_Input_.

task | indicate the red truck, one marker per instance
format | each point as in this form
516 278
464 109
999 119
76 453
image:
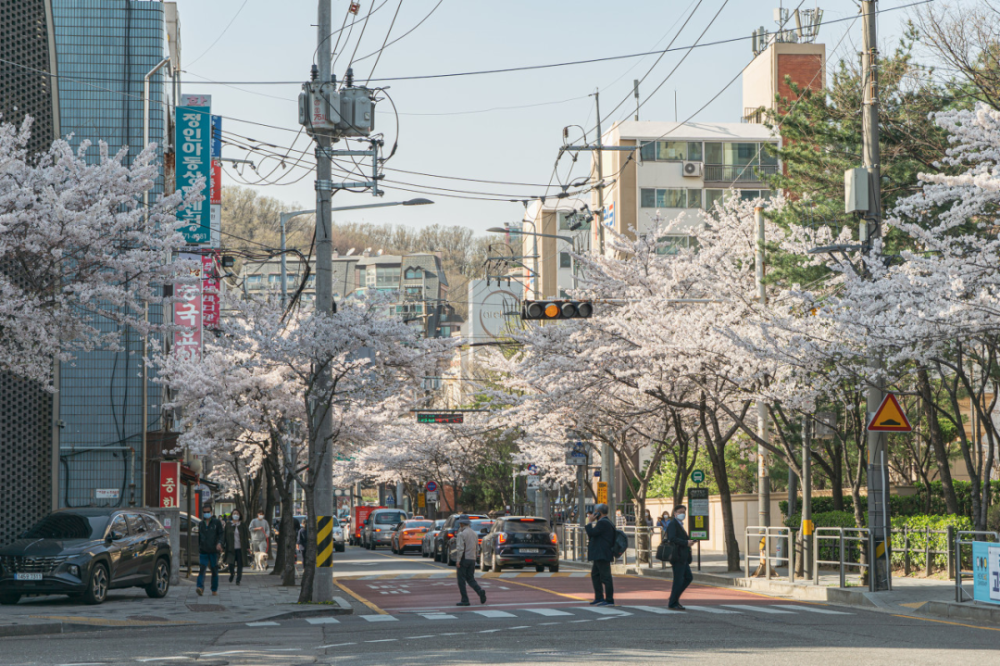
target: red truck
358 522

_Exercise prompt_. Transcribe the records above exactly, leaving out every picture.

_Response to the exercise_.
task | indicate the red truck, one marker per instance
format | each point as in this form
516 278
464 109
999 119
76 453
image:
target: red truck
358 522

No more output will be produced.